(Stored items from a collection)
************

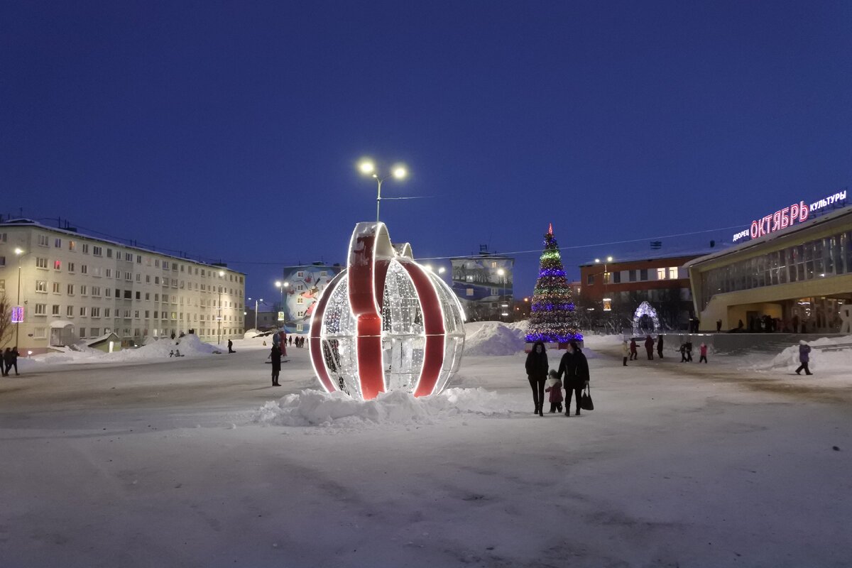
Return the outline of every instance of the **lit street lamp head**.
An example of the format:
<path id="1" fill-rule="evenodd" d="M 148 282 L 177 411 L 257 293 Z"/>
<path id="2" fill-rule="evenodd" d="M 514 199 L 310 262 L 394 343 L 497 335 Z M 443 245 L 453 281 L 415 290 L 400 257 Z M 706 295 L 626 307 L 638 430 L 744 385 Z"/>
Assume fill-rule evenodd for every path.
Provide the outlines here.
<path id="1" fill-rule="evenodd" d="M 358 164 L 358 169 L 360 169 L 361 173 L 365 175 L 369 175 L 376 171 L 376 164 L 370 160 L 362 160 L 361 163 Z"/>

************

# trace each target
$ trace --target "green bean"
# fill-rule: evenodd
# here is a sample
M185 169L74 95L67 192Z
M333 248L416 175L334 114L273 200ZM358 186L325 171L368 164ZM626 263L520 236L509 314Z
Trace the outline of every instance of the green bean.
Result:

************

DESCRIPTION OF THE TASK | Copy out verbatim the lines above, beginning at the line containing "# trace each target" and stopping after the line containing "Trace the outline".

ANSWER |
# trace each target
$ trace --target "green bean"
# fill-rule: evenodd
# here is a sample
M185 169L74 95L67 192Z
M333 248L416 175L334 114L273 200ZM358 186L325 171L368 164ZM626 263L520 236L509 314Z
Trace the outline of every instance of the green bean.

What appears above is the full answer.